- **Directions for this task**:
Each line in the records that mentions the word "white" needs to be listed.

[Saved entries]
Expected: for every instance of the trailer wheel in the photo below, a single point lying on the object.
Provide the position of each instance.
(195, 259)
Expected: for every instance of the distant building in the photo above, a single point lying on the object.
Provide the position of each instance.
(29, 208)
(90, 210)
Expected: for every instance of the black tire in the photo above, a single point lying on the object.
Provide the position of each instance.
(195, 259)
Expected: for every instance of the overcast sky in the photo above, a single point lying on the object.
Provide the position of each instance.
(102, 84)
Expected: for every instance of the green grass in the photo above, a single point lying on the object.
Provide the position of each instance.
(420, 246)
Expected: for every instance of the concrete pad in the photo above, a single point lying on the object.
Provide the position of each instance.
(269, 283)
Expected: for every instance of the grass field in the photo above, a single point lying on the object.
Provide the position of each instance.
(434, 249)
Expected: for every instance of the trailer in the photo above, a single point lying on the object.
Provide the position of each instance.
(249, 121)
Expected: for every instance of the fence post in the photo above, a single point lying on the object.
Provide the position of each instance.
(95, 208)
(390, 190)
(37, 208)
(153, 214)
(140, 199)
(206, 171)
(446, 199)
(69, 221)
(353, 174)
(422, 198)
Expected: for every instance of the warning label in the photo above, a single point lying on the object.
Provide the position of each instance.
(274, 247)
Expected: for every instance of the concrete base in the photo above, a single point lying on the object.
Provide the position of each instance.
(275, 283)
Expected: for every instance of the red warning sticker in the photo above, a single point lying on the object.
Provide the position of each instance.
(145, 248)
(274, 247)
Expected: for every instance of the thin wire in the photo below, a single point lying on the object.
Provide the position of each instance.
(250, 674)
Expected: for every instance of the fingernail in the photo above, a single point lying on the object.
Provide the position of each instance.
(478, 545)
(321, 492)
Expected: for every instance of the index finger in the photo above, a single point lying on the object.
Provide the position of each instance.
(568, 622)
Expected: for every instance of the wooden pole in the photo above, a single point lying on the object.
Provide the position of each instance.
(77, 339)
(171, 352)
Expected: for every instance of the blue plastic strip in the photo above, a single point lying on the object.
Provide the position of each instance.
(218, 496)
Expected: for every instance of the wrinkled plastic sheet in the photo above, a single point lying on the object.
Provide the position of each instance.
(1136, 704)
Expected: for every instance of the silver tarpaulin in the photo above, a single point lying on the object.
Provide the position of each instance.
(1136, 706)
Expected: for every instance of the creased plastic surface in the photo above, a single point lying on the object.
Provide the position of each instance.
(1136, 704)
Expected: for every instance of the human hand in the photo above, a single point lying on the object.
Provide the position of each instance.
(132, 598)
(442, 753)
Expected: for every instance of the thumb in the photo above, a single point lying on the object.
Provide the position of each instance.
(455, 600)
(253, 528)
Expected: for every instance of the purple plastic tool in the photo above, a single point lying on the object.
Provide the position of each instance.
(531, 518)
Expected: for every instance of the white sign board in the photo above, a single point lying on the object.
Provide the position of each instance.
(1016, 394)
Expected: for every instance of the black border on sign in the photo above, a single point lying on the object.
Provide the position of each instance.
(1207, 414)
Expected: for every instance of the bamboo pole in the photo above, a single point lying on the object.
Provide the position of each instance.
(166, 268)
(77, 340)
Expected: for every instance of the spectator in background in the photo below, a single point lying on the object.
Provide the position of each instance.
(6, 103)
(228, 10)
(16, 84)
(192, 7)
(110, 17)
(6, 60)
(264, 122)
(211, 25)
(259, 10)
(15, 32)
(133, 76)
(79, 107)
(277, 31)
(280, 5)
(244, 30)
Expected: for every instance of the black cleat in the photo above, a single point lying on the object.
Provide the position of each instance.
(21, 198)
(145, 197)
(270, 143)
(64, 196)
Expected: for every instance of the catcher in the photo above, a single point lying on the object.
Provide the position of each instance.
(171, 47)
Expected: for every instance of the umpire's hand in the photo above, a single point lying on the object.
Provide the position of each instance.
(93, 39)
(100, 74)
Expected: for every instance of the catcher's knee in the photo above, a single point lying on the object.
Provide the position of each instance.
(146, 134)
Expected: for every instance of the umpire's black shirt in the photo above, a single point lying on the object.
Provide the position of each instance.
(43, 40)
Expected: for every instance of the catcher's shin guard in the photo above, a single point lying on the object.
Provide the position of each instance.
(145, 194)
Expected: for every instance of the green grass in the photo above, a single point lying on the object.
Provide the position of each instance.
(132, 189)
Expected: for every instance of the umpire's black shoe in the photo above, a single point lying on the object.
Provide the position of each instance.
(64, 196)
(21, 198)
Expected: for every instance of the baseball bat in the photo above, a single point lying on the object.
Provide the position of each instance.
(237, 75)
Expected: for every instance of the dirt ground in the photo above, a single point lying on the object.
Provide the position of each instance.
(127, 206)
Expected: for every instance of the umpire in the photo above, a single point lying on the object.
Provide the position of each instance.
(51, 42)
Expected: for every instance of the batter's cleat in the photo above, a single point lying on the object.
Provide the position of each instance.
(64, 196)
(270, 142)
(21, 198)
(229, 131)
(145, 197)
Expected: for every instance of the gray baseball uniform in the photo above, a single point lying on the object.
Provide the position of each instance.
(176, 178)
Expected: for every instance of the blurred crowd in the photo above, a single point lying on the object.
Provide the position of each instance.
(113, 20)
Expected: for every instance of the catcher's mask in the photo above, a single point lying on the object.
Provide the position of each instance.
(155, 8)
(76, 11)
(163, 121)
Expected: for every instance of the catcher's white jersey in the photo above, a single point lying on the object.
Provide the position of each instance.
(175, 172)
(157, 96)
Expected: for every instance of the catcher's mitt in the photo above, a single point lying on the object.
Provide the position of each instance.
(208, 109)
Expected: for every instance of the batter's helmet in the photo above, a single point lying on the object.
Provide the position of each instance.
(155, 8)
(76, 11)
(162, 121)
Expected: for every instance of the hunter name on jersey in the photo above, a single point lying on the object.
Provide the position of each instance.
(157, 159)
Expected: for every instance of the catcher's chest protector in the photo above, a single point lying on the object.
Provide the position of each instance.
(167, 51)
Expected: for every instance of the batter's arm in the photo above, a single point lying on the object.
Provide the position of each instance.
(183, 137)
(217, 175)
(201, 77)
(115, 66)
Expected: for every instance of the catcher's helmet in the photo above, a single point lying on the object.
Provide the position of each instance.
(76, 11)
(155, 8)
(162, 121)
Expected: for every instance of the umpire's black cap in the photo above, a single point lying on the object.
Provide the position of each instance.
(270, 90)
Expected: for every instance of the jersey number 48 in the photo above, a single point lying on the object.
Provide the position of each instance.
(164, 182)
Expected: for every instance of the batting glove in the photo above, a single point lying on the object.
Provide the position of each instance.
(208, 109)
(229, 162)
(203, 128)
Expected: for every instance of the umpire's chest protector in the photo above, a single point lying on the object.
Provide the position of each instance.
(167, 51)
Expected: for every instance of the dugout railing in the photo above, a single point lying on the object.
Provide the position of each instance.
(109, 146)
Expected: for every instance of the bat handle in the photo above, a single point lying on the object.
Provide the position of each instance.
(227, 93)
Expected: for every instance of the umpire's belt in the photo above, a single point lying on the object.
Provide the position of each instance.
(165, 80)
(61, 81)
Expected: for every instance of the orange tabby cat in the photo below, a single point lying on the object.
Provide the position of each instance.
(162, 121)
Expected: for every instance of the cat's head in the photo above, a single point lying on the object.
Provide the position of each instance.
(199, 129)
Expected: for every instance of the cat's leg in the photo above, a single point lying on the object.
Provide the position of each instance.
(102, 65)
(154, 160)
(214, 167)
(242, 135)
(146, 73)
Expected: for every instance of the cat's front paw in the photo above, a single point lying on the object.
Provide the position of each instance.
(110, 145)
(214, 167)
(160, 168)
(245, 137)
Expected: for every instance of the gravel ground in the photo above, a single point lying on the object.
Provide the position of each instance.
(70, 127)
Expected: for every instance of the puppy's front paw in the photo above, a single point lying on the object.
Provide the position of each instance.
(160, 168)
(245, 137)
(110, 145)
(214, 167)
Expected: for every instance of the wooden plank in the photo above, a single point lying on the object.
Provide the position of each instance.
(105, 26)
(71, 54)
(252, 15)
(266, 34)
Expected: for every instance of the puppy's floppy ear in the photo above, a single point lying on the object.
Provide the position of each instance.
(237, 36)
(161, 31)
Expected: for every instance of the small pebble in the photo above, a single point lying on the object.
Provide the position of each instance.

- **Answer to the exercise**:
Expected: for every instance of the white sign board in the photo above, a single point lying on the object.
Expected: for every instance of the catcher's white jersey in the photo above, a single point lying on the object.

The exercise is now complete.